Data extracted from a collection
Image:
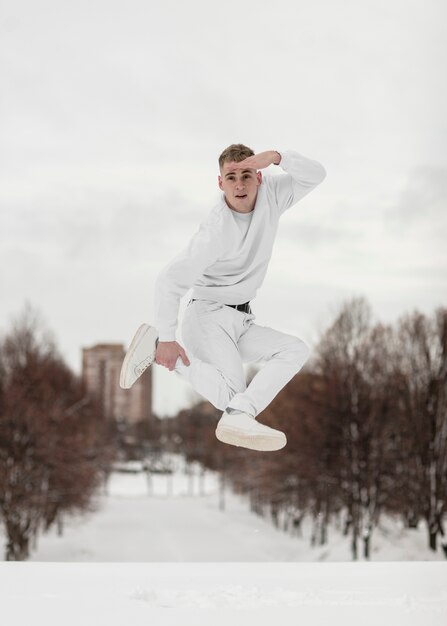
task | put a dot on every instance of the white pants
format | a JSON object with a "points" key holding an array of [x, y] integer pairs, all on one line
{"points": [[219, 339]]}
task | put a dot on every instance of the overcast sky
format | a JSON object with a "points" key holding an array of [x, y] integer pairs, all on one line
{"points": [[113, 114]]}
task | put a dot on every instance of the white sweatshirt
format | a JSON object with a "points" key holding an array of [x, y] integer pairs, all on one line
{"points": [[226, 259]]}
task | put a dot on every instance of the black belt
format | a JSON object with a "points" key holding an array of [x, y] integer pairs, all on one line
{"points": [[245, 308]]}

* **Exercise instructions**
Could you copy out, word for word, the part of the listing that opens with the line containing "task | put a dot on every instance of the black" and continues through the end of the listing?

* **Response for this exercise**
task | put a dot on every instance of the black belt
format | a JSON object with a "points" key holding an array of [x, y] integer pairs, all on one line
{"points": [[245, 308]]}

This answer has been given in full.